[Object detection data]
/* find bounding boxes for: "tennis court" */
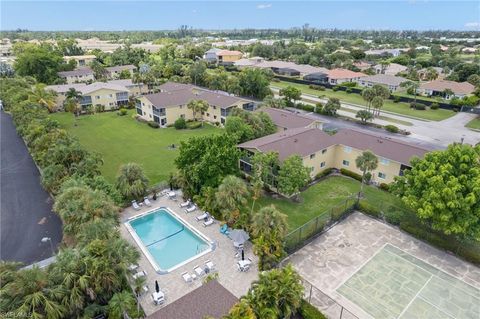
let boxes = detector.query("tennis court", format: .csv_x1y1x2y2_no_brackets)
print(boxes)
337,244,480,319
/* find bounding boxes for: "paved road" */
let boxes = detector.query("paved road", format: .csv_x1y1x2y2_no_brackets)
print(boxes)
0,111,62,264
272,88,480,148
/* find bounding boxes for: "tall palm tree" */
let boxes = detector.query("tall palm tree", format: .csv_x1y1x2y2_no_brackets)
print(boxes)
65,88,82,126
251,205,288,238
355,151,378,197
28,83,57,113
215,175,248,223
187,100,209,125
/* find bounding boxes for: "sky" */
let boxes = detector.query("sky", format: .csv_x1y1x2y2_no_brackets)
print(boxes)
0,0,480,31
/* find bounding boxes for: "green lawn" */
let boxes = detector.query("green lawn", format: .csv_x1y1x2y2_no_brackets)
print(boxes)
465,116,480,130
271,81,455,121
52,111,221,185
256,176,403,230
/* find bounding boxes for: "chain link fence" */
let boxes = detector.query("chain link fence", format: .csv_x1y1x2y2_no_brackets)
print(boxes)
284,196,357,254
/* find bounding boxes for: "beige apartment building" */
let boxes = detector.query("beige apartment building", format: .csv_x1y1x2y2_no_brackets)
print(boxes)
136,82,253,127
238,128,430,184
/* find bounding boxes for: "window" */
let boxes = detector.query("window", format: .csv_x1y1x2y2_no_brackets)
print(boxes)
380,157,390,165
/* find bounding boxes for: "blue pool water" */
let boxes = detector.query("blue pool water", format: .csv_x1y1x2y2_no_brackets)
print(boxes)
130,209,210,271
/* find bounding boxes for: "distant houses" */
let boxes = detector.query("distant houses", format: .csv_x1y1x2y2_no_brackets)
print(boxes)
136,82,253,127
238,127,429,184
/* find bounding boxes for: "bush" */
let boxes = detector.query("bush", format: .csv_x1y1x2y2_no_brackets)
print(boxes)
187,122,202,130
378,183,390,192
173,117,187,130
385,124,400,133
315,167,333,179
148,121,160,128
358,200,382,218
298,300,327,319
340,168,362,182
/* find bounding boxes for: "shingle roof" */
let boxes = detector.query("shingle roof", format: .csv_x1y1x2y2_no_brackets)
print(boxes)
105,64,137,72
327,69,366,79
147,280,238,319
360,74,408,86
238,128,429,165
145,86,242,108
258,107,315,129
57,68,93,78
420,80,475,94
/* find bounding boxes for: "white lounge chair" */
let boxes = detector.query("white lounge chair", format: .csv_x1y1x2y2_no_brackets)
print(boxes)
132,200,141,210
185,205,197,214
203,217,215,227
143,197,152,207
195,212,210,221
180,200,192,208
182,272,193,284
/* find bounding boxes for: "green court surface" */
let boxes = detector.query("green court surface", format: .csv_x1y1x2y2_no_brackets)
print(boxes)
337,244,480,319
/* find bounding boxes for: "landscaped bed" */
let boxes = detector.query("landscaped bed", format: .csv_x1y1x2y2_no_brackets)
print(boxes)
272,81,455,121
52,111,220,185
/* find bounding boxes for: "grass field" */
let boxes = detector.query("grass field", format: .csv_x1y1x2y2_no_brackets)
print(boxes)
271,81,455,121
465,116,480,130
255,176,403,230
52,111,220,185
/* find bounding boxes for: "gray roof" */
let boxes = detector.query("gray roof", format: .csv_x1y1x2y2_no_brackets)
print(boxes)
147,280,238,319
359,74,408,86
105,64,137,72
238,128,430,165
57,68,93,78
258,107,316,129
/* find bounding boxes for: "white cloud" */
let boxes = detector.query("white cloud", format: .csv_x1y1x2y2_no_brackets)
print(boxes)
257,3,272,10
465,21,480,29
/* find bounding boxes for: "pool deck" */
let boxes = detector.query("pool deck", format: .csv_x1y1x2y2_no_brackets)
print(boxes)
120,192,258,315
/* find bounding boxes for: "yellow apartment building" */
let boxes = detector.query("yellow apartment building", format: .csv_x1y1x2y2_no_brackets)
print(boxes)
238,128,430,184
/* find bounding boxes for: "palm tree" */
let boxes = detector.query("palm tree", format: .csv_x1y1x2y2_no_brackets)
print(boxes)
65,88,82,126
117,163,148,200
28,83,57,113
187,100,209,125
215,175,248,223
355,151,378,197
251,205,288,238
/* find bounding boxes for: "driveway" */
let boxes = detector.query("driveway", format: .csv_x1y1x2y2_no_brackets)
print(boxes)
0,111,62,264
272,88,480,148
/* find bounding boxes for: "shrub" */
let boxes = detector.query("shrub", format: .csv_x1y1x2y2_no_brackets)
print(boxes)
173,117,187,130
385,124,400,133
315,167,333,179
358,200,382,218
378,183,390,192
187,122,202,130
148,121,160,128
298,300,327,319
340,168,362,182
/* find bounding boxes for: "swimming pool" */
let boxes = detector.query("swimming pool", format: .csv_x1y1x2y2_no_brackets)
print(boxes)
125,207,213,274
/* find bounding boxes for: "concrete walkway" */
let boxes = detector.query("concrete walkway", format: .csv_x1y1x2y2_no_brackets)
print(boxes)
272,88,480,147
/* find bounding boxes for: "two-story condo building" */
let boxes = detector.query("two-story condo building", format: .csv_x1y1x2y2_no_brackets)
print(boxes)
238,127,430,184
136,82,253,126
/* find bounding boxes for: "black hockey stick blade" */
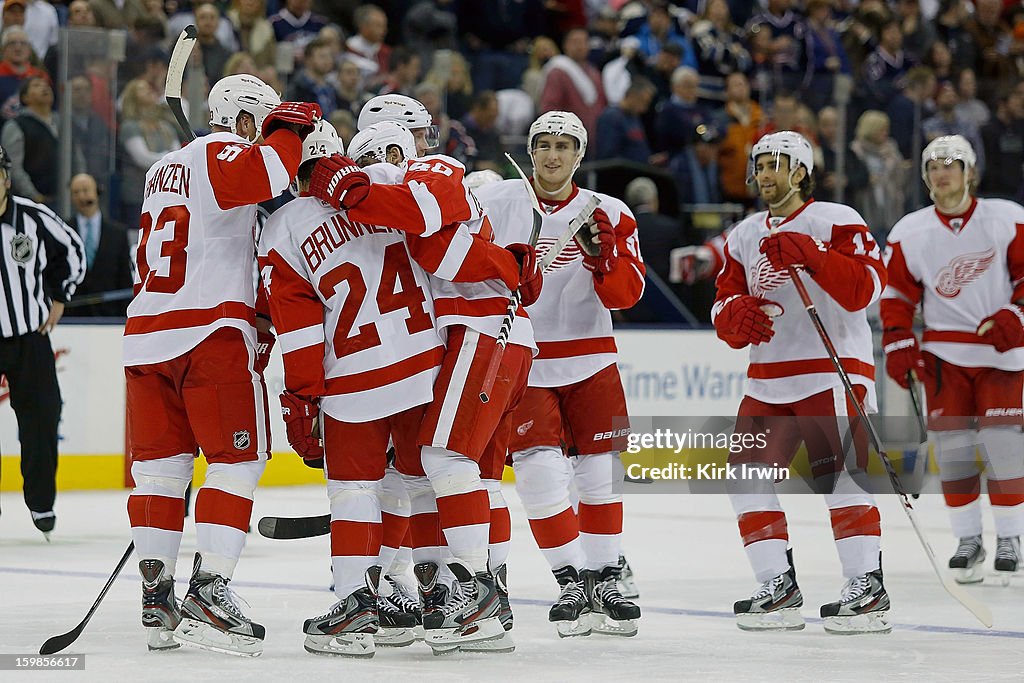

— Required task —
Which lines of the listing above contain the string "tree"? Collect all of them.

— Result —
/* find bounding boxes for: "tall palm tree" */
let boxes = detector.query("tall palm tree", format: .csv_x1y1x2y2_no_brackets)
/* find bounding boxes for: "palm tree" */
let boxes = detector.query("palm tree", format: .csv_x1y1x2y2_no_brackets)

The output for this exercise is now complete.